Can you rewrite all of the data below as a numbered list, leaving out any blank lines?

----- Provided material

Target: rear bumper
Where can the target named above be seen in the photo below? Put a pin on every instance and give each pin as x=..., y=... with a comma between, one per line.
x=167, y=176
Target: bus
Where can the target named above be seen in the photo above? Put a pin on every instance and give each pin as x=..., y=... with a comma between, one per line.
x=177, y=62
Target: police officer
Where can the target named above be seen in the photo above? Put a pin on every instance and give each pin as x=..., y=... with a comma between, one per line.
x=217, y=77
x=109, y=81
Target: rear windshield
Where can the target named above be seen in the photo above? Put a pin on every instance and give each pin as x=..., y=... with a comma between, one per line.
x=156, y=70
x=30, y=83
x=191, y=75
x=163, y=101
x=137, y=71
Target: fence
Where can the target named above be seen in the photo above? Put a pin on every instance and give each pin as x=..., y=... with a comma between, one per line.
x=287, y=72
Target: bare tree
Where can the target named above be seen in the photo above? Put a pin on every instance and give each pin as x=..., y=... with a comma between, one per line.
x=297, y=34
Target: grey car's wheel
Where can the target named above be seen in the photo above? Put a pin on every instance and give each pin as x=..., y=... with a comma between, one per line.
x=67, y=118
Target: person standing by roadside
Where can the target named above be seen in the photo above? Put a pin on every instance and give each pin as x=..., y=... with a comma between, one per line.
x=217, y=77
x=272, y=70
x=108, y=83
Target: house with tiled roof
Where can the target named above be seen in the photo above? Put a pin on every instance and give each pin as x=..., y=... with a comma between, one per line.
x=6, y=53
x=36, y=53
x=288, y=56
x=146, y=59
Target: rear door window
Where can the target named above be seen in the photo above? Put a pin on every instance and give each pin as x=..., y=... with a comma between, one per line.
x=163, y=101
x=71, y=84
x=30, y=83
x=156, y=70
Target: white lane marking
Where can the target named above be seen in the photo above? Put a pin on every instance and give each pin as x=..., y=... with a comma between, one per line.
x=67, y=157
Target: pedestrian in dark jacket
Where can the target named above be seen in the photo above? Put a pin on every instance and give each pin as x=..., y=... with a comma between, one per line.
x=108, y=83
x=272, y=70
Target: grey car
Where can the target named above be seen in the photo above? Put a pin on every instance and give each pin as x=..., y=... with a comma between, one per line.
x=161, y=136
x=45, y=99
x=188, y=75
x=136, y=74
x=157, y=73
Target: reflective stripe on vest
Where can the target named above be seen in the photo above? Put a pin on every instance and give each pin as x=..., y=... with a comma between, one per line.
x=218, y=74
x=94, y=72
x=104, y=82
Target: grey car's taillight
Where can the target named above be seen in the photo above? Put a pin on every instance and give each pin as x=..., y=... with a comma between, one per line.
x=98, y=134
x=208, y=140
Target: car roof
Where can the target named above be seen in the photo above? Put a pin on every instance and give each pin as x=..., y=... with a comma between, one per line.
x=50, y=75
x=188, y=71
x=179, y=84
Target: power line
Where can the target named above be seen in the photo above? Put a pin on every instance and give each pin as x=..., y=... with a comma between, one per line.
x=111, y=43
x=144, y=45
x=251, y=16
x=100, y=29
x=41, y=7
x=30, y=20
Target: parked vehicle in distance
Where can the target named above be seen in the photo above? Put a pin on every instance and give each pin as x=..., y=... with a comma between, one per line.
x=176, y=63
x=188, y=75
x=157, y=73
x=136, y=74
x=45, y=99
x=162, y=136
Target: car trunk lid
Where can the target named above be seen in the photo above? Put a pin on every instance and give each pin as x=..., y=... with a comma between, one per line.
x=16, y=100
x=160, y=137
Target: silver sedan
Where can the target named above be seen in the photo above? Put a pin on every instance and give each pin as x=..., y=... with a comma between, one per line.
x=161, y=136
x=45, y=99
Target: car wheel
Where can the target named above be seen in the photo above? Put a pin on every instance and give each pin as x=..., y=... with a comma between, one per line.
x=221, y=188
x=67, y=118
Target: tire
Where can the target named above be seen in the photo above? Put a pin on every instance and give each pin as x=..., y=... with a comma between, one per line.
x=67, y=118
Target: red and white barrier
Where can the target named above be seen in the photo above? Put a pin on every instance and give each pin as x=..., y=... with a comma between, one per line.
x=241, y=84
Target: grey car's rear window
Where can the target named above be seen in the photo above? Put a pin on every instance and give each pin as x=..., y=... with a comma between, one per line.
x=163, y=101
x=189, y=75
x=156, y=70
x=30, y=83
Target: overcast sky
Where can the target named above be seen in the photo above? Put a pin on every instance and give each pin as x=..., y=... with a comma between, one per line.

----------

**The solution:**
1. Target: rear bumper
2. Where can the target named above be seen in the photo below? Put a pin on every instance and give each pin as x=..., y=... with a comma between, one per line.
3. x=167, y=176
4. Target: bus
5. Where can the target named above be seen in the photo above? Put a pin on every instance and give each pin as x=..., y=... with a comma between, one per line.
6. x=177, y=62
7. Target: police officer
8. Where can the target named above be seen in the photo above? Put a pin on every instance and give each pin as x=..., y=... with a comma between, one per line.
9. x=217, y=77
10. x=109, y=81
11. Target: rear windshield
12. Where can the target named above be seen in the photo above? Put a pin on every instance and give each pin as x=..., y=... with a comma between, one per line.
13. x=156, y=70
14. x=30, y=83
15. x=191, y=75
16. x=163, y=101
17. x=137, y=71
18. Target: fence
19. Where can the target named above be seen in the photo above? Put a pin on every instance and give each pin as x=..., y=... with a comma between, one per line.
20. x=287, y=72
21. Target: bare tree
22. Where can the target named above be seen in the photo above? Put a pin on every instance and give each pin as x=..., y=... with a comma between, one per line.
23. x=297, y=34
24. Target: grey car's wheel
25. Where can the target named above be seen in the photo above? Put a pin on every instance and give each pin as x=..., y=... with a comma between, one per line.
26. x=67, y=118
27. Target: person standing by roadside
28. Where can the target named above be seen in the photo above? Put a pin on every instance and give each pin as x=..., y=... with a comma between, one per line.
29. x=217, y=77
30. x=272, y=70
31. x=108, y=83
32. Target: house with tiled roof
33. Where can the target named above be seen in the photo above? Put a pin on every instance and give each pin as x=..., y=... with a comma between, one per line.
34. x=6, y=53
35. x=36, y=53
36. x=288, y=56
37. x=146, y=59
38. Target: rear door window
39. Where can the target named above be seen in the photo above? Put a pin on every instance and give each pin as x=..., y=... with a comma between, one per line.
40. x=163, y=101
41. x=71, y=84
42. x=30, y=83
43. x=156, y=70
44. Target: white lane marking
45. Where can the target named above be seen in the photo above? Put a pin on every instance and give each pin as x=..., y=... with a comma between, one per line.
46. x=67, y=157
47. Target: pedestrian in dark jacket
48. Where can the target named above be seen in the photo above? Put a pin on every instance and give each pin as x=..., y=... with a comma between, one per line.
49. x=108, y=83
50. x=272, y=70
51. Target: grey car
52. Where can the target named above be seen in the photo above? Put a pin on every instance and give each pin as x=..., y=... with a comma between, one per line.
53. x=161, y=136
54. x=45, y=99
55. x=188, y=75
56. x=136, y=74
57. x=157, y=73
58. Target: reflective stripe on vest
59. Where can the target named above be seen in the photo above? Put a pin on every instance and give each pin as x=..., y=... with a comma between, one per line.
60. x=218, y=74
61. x=94, y=72
62. x=104, y=82
63. Target: grey car's taillight
64. Where can the target named above be seen in the photo above? Put a pin on every instance and give each pin as x=..., y=... with a comma between, one per line.
65. x=98, y=134
66. x=208, y=140
67. Target: car roof
68. Where can the target named above be seen in the photo above? Put a pin on every instance and give each pin as x=..., y=... with a comma between, one per line.
69. x=50, y=75
70. x=188, y=71
71. x=179, y=84
72. Target: power line
73. Where can the target named above be seen in the photo above? Put a pin on every instance and give each pin as x=..., y=... with a comma between, one per line.
74. x=111, y=43
75. x=144, y=45
76. x=251, y=16
77. x=100, y=29
78. x=41, y=7
79. x=30, y=20
80. Target: parked vehicle in distance
81. Where can the target named above be seen in the photo above? Put a pin on every instance and give each pin as x=..., y=... with a comma between, one per line.
82. x=176, y=63
83. x=188, y=75
84. x=157, y=73
85. x=136, y=74
86. x=45, y=99
87. x=162, y=136
88. Target: car trunk lid
89. Where can the target named above be seen in the photo above? Put a pin on every instance and give each pin as x=..., y=... with a comma between, one per line.
90. x=16, y=100
91. x=160, y=137
92. Target: silver sedan
93. Where can the target named above be seen in the photo above? Put a pin on every instance and give each pin as x=..., y=... with a comma between, one per line.
94. x=161, y=136
95. x=45, y=99
96. Target: car wheel
97. Where can the target named above be seen in the photo above? Put a pin on every instance and give each pin as x=..., y=... with a comma between, one per line.
98. x=221, y=188
99. x=67, y=118
100. Target: tire
101. Where can the target named above be seen in the photo above? Put a pin on every instance and give each pin as x=..., y=... with a comma between, one per line.
102. x=67, y=118
103. Target: red and white barrier
104. Where can the target named above be seen in the photo above? Put a pin on every instance and give each pin as x=..., y=... with a comma between, one per line.
105. x=241, y=84
106. Target: grey car's rear window
107. Where can the target named above be seen in the photo above? Put a pin on every instance and give each pin as x=..., y=... with a comma between, one per line.
108. x=163, y=101
109. x=189, y=75
110. x=156, y=70
111. x=30, y=83
112. Target: overcast sky
113. Where can the target named above be seen in the photo above? Put a pin on every instance and give each pin as x=..., y=... with a comma between, one per line.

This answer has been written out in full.